## Exercise brief
Rewrite each of the entries below, substituting "whole-number pixel coordinates" for every occurrence of "integer pixel coordinates" and leaving everything else intact. Omit the pictures from your output.

## Entries drawn from a collection
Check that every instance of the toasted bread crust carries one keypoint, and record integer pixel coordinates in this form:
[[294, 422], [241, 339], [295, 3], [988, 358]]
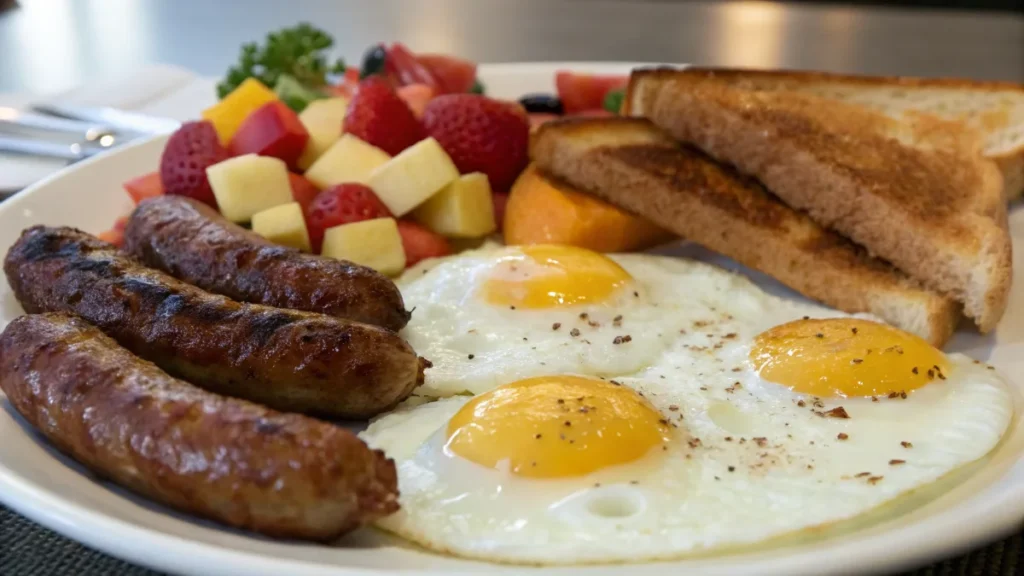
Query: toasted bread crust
[[911, 193], [757, 79], [991, 121], [635, 166]]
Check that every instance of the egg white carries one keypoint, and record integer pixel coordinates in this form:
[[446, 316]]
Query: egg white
[[475, 345], [744, 466]]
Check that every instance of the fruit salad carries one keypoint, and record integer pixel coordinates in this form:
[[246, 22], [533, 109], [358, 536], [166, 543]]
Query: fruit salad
[[384, 164]]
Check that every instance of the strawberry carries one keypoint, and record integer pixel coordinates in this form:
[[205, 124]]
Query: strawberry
[[500, 200], [416, 97], [379, 117], [188, 153], [341, 204], [480, 134], [421, 243], [586, 91], [454, 75], [303, 191]]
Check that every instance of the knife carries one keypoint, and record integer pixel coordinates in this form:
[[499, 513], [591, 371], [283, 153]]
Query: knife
[[69, 152], [114, 119], [27, 123]]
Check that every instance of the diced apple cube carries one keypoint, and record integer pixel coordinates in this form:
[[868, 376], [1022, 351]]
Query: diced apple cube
[[348, 160], [323, 120], [373, 243], [227, 115], [248, 184], [272, 129], [462, 209], [284, 224], [413, 176]]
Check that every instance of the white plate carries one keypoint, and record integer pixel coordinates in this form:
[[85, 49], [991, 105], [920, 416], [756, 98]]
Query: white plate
[[50, 489]]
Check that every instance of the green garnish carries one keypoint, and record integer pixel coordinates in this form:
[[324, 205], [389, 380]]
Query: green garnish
[[295, 94], [613, 100], [299, 52]]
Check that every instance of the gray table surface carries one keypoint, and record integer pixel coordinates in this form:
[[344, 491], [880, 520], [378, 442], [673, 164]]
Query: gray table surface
[[48, 46]]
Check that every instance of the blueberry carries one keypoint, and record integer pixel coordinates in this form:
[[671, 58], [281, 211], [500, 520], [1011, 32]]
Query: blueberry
[[544, 104]]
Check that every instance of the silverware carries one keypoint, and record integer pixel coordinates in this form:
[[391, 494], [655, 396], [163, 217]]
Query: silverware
[[34, 147], [117, 120]]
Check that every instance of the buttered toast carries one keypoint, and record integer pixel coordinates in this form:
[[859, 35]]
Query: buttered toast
[[915, 193], [993, 109], [634, 165]]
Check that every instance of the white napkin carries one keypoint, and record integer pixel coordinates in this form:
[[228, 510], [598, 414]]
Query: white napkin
[[158, 90]]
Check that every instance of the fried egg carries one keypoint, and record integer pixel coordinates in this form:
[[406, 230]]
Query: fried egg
[[499, 315], [571, 469]]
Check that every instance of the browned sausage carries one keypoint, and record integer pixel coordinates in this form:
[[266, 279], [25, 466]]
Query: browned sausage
[[192, 242], [288, 360], [230, 460]]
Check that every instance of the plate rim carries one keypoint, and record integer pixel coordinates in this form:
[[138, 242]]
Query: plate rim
[[934, 537]]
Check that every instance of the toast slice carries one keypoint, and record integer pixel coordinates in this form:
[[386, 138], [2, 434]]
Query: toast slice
[[915, 193], [993, 109], [634, 165]]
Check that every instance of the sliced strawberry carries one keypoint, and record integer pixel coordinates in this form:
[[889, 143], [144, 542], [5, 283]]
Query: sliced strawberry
[[144, 187], [480, 134], [115, 237], [586, 91], [303, 191], [121, 223], [378, 116], [500, 199], [538, 118], [341, 204], [401, 63], [273, 129], [416, 96], [455, 76], [188, 153], [421, 243]]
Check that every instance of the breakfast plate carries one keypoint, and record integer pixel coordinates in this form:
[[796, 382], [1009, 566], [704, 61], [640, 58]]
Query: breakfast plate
[[968, 507]]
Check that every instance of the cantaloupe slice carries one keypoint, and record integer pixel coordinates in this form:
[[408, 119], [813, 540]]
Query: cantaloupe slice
[[542, 211]]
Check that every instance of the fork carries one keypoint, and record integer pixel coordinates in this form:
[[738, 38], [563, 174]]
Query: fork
[[73, 133]]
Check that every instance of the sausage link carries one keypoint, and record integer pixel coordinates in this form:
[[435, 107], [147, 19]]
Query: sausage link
[[230, 460], [288, 360], [192, 242]]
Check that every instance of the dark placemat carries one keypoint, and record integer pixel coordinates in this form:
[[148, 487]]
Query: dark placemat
[[29, 549]]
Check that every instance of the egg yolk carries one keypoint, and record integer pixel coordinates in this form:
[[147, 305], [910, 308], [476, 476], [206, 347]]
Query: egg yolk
[[846, 358], [556, 426], [546, 276]]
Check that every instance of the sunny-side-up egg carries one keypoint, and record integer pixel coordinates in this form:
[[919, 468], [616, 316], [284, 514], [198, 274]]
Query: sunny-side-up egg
[[499, 315], [728, 440]]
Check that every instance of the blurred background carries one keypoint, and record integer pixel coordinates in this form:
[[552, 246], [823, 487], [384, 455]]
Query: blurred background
[[48, 46], [159, 56]]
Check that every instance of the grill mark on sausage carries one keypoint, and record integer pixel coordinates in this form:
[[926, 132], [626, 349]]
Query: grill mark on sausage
[[286, 359]]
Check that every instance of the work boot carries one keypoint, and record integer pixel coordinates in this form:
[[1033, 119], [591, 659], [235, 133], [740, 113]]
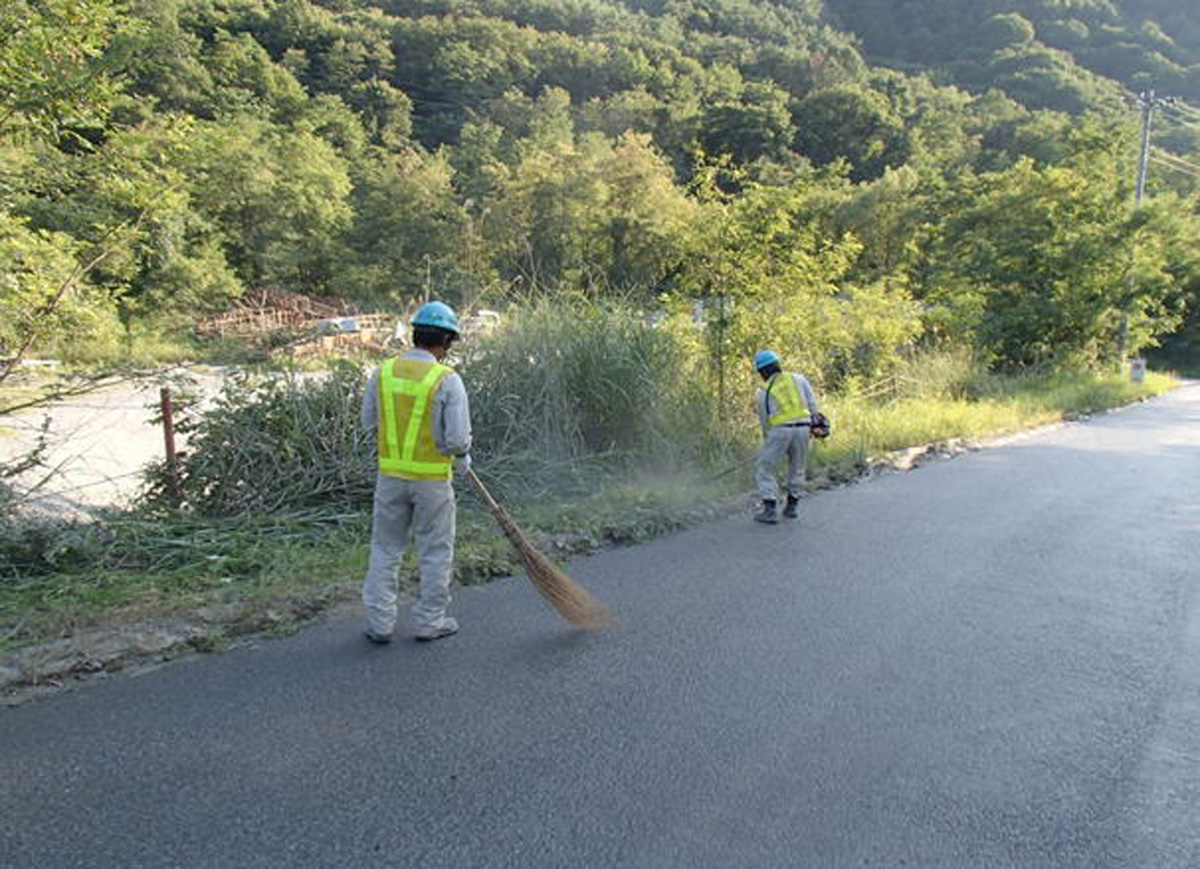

## Solved problem
Check that every instance of the toasted bread crust carries one keypoint, and record whole-number pixel coordinates in this form:
[[294, 422], [241, 339], [295, 3], [988, 358]]
Query: toasted bread crust
[[911, 193], [757, 79], [991, 121], [635, 166]]
Check that every instance of the egg white carries one keypoint, and record whole-number pixel coordinates in this form:
[[446, 316]]
Query: egg white
[[475, 345], [744, 466]]
Check that every instance of the fruit salad carries one keypoint, and record whole-number pixel coordinates in this form:
[[246, 22], [533, 109], [358, 536], [166, 543]]
Query: fruit salad
[[384, 164]]
Check that every instance of the strawberry carries one keypoint, and record whole-number pixel coordinates in this form:
[[205, 124]]
Query: strawberry
[[500, 200], [416, 97], [379, 117], [188, 153], [341, 204], [480, 134], [421, 243], [586, 91], [454, 75], [303, 191]]
Check that every instance of the knife carries one keypoint, and record whole-number pixel coordinates in this form:
[[499, 513], [591, 371], [283, 153]]
Query: knife
[[69, 152], [114, 119], [27, 123]]
Check that every instance of the diced apple cube carries one keypoint, and record whole-number pixel coordinates in this form:
[[868, 376], [1022, 351]]
Query: diced apple cube
[[348, 160], [323, 120], [373, 243], [227, 115], [248, 184], [272, 129], [462, 209], [284, 224], [413, 176]]
Check that every instance of the white plate carries one keypoint, and record whole-number pixel coordinates in this form:
[[85, 49], [991, 105], [920, 416], [756, 98]]
Query: white plate
[[50, 489]]
Check that every instance of the green garnish carries one keypoint, and record whole-number pixel coordinates in this form:
[[324, 205], [389, 380]]
Query: green garnish
[[295, 94], [613, 100], [299, 52]]
Check that every instance of the gray table surface carries one keypoint, and record whole-number pixel coordinates in this form:
[[344, 491], [880, 520], [378, 442], [673, 164]]
Query: gray table surface
[[48, 46]]
Check that every instance of the blueberry carries one keypoint, and record whole-number pixel coordinates in this form:
[[671, 58], [281, 211], [500, 520], [1011, 32]]
Query: blueberry
[[544, 104]]
Check that every instance of the silverware carries one keypoint, and record whole-number pixel coordinates in this form:
[[391, 494], [655, 396], [163, 217]]
Query: silverware
[[34, 147], [117, 120]]
Check that every instance of the buttered toast carries one keypoint, and record whole-number pixel coordinates in this form:
[[859, 35]]
Query: buttered toast
[[915, 193], [993, 109], [634, 165]]
Check that every instance of the white napkin carries one keypoint, and record whole-number pixel coordinates in this form:
[[228, 510], [598, 414]]
Query: white napkin
[[158, 90]]
Check that every instance of the fried egg carries one keypoint, and record whole-number pixel coordinates in this form:
[[406, 230]]
Query: fried egg
[[499, 315], [571, 469]]
Check that every instance of the browned sausage carries one keypoint, and record whole-number pixel coordinates in this form:
[[266, 279], [25, 466]]
Query: browned sausage
[[192, 242], [288, 360], [230, 460]]
Check that every instance of the plate rim carries one keypoint, and record whole-number pixel coordinates in this form:
[[138, 242]]
Query: plate rim
[[934, 537]]
Check that every instance of the toast slice carries one keypoint, and record whole-number pixel coordinates in this form:
[[386, 138], [2, 434]]
Query: toast slice
[[915, 193], [993, 109], [634, 165]]
Check that every instance of the sliced strawberry carries one keypoint, and record whole-number pixel coordinates in this form:
[[889, 143], [144, 542], [5, 283]]
Query: sliced strawberry
[[144, 187], [480, 134], [115, 237], [586, 91], [303, 191], [121, 223], [378, 116], [500, 199], [538, 118], [341, 204], [401, 63], [273, 129], [416, 96], [455, 76], [188, 153], [421, 243]]
Check that every instance of the breakfast plate carries one keypoint, and record whole-number pixel coordinates in this form:
[[796, 382], [1009, 566], [704, 61], [640, 58]]
Query: breakfast plate
[[968, 507]]
Check that every instance of the cantaloupe slice carries one keypoint, and record whole-number pixel coordinates in this form:
[[408, 119], [813, 540]]
Query: cantaloupe slice
[[542, 211]]
Check that every instance of the fork carries one keypoint, and record whole-number pixel coordinates in this form:
[[738, 38], [563, 174]]
Query: fork
[[73, 133]]
Check that every instance of the sausage link carries one keypoint, and record whole-number pixel coordinates in this form:
[[435, 107], [147, 19]]
Query: sausage link
[[230, 460], [288, 360], [192, 242]]
Check that every instance of the dark placemat carries one keypoint, and record whole-number pixel coordinates in this form:
[[148, 487]]
Query: dark placemat
[[29, 549]]
Check that every instance of the egg yolk carries one keypoint, and record whole-number pixel coordinates in this form:
[[147, 305], [910, 308], [476, 476], [206, 347]]
Query: egg yolk
[[846, 358], [556, 426], [546, 276]]
Check that every instance of the sunny-side-up egg carries one keypoint, and record whole-number pixel coordinates in this form:
[[919, 468], [616, 316], [284, 514], [198, 274]]
Query: sunny-side-up egg
[[499, 315], [728, 440]]
Check that every instance of the blurred background carries one keypoint, and record whole-number pixel coordinates in this form:
[[552, 246], [823, 487], [384, 455]]
Query: blurred background
[[48, 46], [159, 56]]
Check that every instance of the grill mark on sausage carries one keypoint, and record whole-number pixel coordinates in this form:
[[926, 132], [626, 349]]
Query: grill mark on sausage
[[286, 359]]
Check that every instance of the work boot carries one keypoint, and record whole-number pixel coordinates in this form:
[[1033, 119], [591, 659], [235, 133], [740, 113]]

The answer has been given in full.